▶ **Brano di riferimento**
L’OBBEDIENZA DI GESÙ NEL CONTESTO DELL’UMILTÀ DELL’INCARNAZIONE

Stralcio dal libro: Battaglia V. Cristologia e Contemplazione, EDB, Bologna 1996

Ci sono alcune note, riguardano soprattutto il pensiero di Padri della chiesa e santi, non li metto per la ragione di rendere il testo « leggero » dato che questo è un Blog;

4.2.1. « Non considerò un tesoro geloso la sua uguaglianza con Dio » ( Fil 2,6)

pagg. 107-108.

Il progetto esistenziale  appena descritto (NOTA 1) è stato svelato dall’uomo  dal Figlio di Dio Gesù Cristo, il quale l’ha messo in atto, lui per primo, con l’incarnazione e a partire dall’incarnazione. Come insegna l’inno contenuto nella Lettera ai Filippesi (2,6-11) egli, « pur essendo di natura divina, non considerò un tesoro geloso la sua uguaglianza con Dio » (v.6): non ha tenuta gelosamente tutta per sé la sua condizione di Figlio unigenito, ma, mosso da un amore infinitamente generoso, ha voluto farne diventare partecipi gli uomini creati per amore e quindi voluti e amati da sempre. Per questo è venuto in mezzo a noi come uno di noi, per farci diventare figli di Dio e donarci quella « somiglianza » con Dio che egli solo possiede in pienezza e in modo unico, essendo il Figlio uguale al Padre e sua immagine perfetta. Assunta perciò volontariamente la condizione di servo, ha adottato un modo di esistenza umana che o ha reso veramente simile agli altri uomini: chiunque lo guardava e si accostava a lui, infatti, non lo trovava diverso da sé per quel che concerne la comune esistenza umana (v.7). Del resto come risulta da un’attenta analisi dei racconti evangelici, egli non ha mai inteso trarre alcun vantaggio dall’essere uguale a Dio, ma al contrario, avendo rinunciato volontariamente a tutte quelle prerogative divine che non gli avrebbero permesso di rendersi in tutto « simile » agli altri uomini che ha considerato veramente « suoi fratelli » (Eb 2,17), ha voluto insegnare all’uomo come si vive da uomo il rapporto con Dio. « Infatti proprio per essere stato messo alla prova e avere sofferto personalmente, è in grado di venire in aiuto a quelli che subiscono la prova » (Eb 2,18). Quindi avendo fatto esperienza diretta di come si obbedisce nelle prove e nella sofferenza, ha rivelato davvero l’uomo all’uomo, e come questa rivelazione l’ha attuata anche con il farsi interprete e modello di come si vive autenticamente da creature. E lo ha fatto accettando di essere « provato in ogni cosa, a somiglianza di noi, escluso il peccato » (Eb 4,15; cfr. 2,18); le prove in questione, che sono reperibili nella trama storica tracciata dai testi evangelici, sono rappresentate emblematicamente, sotto forma di grande inclusione tematica, dall’episodio iniziale delle tentazioni subite nel deserto e dal grido di abbandono che ha rivolto al Padre prima di spirare sulla croce.

▶ **Righe per l'esercizio**
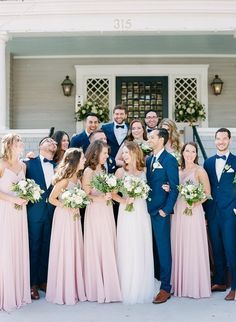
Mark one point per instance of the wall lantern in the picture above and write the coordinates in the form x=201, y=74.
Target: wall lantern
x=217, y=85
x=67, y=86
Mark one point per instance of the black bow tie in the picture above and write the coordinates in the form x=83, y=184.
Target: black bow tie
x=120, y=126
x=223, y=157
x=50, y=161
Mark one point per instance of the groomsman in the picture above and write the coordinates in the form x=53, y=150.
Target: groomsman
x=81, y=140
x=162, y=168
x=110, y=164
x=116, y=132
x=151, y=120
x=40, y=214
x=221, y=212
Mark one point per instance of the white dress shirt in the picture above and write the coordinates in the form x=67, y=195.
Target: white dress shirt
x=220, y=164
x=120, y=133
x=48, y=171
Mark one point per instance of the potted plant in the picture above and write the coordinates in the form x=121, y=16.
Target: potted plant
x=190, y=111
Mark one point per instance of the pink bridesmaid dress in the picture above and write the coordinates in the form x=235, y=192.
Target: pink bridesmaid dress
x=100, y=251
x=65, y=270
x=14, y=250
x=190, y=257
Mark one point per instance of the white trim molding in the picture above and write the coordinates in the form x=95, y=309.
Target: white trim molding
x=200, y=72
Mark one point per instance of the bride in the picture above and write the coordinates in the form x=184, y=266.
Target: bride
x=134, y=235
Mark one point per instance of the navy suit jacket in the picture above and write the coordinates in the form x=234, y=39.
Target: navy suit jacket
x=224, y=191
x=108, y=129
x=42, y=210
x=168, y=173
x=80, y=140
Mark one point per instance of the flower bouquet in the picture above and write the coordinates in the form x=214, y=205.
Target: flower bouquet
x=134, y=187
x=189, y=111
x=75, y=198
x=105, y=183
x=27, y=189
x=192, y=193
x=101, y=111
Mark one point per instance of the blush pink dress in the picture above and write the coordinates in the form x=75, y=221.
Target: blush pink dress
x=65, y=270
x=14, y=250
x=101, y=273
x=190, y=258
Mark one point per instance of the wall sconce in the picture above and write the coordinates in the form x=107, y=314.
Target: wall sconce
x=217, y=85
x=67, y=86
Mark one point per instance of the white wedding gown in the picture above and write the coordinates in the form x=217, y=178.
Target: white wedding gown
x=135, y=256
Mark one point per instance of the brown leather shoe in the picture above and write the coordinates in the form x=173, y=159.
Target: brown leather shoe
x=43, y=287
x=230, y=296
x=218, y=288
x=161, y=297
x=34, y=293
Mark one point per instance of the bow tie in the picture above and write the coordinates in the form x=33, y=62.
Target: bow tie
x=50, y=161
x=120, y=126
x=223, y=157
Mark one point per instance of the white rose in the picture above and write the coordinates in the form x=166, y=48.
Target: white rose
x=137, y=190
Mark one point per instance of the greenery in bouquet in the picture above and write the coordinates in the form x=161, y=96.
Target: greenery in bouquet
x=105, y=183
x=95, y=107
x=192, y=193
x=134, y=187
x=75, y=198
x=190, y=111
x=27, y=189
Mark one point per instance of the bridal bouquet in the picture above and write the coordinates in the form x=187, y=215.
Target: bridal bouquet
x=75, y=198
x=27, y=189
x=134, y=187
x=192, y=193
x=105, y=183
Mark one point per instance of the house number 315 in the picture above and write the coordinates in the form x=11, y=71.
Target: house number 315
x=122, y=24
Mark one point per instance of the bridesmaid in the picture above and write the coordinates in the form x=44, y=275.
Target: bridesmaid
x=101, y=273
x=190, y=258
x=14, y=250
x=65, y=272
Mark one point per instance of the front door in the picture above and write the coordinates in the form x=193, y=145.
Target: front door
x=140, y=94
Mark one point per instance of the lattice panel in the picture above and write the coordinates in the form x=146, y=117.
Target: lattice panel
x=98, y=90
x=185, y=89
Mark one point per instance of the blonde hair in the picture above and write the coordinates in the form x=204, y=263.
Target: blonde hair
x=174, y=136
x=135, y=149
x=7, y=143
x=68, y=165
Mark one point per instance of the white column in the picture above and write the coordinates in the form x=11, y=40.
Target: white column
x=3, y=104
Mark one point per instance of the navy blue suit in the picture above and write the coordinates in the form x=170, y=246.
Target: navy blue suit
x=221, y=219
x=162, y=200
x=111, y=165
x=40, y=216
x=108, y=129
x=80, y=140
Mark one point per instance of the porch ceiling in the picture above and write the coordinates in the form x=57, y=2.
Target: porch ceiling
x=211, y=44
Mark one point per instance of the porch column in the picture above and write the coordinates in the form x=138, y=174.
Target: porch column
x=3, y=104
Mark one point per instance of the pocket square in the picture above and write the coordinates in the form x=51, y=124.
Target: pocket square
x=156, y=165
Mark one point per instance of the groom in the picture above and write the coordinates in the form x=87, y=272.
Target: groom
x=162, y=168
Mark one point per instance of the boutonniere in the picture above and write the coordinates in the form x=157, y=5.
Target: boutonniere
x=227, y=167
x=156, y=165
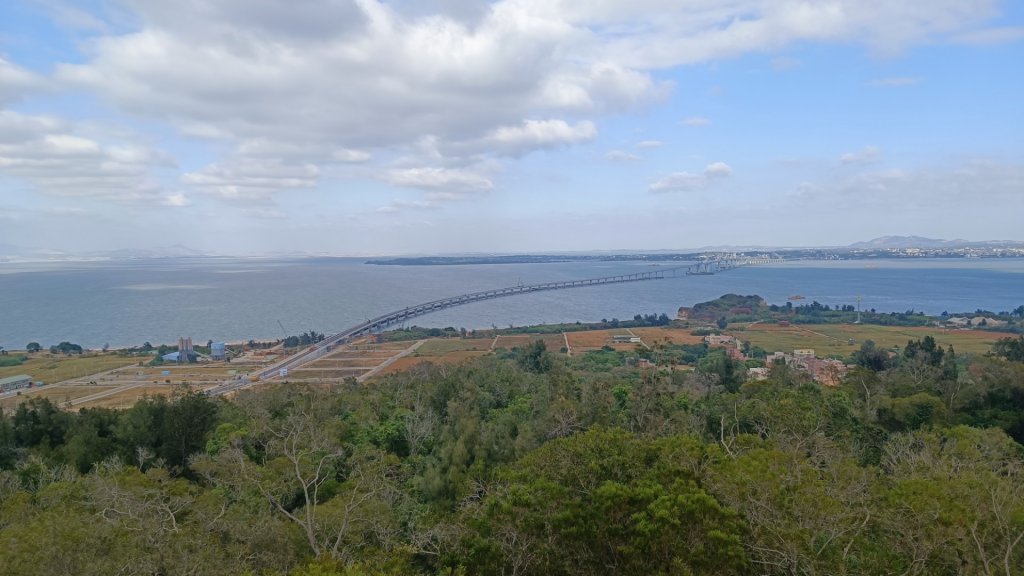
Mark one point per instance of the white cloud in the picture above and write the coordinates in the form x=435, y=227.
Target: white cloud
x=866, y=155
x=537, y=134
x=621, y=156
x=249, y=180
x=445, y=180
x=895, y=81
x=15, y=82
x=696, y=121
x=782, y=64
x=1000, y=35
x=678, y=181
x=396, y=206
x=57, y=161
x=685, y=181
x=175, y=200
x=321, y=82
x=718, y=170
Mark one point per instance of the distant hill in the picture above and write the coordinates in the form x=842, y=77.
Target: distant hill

▶ **Esercizi**
1. Secondo il brano sull'obbedienza di Gesù, quali due episodi rappresentano emblematicamente le prove subite da Gesù?
2. Dalle righe, duplica la parte che si apre con la riga contenente "Mark one point per instance of the bow" e si chiude con quella contenente "x=137, y=190", comprese entrambe.

▶ **Soluzioni**
1. L'episodio iniziale delle tentazioni subite nel deserto e il grido di abbandono rivolto al Padre prima di spirare sulla croce.

2.
Mark one point per instance of the bow tie in the picture above and write the coordinates in the form x=33, y=62.
Target: bow tie
x=50, y=161
x=120, y=126
x=223, y=157
Mark one point per instance of the white rose in the picture above and write the coordinates in the form x=166, y=48.
Target: white rose
x=137, y=190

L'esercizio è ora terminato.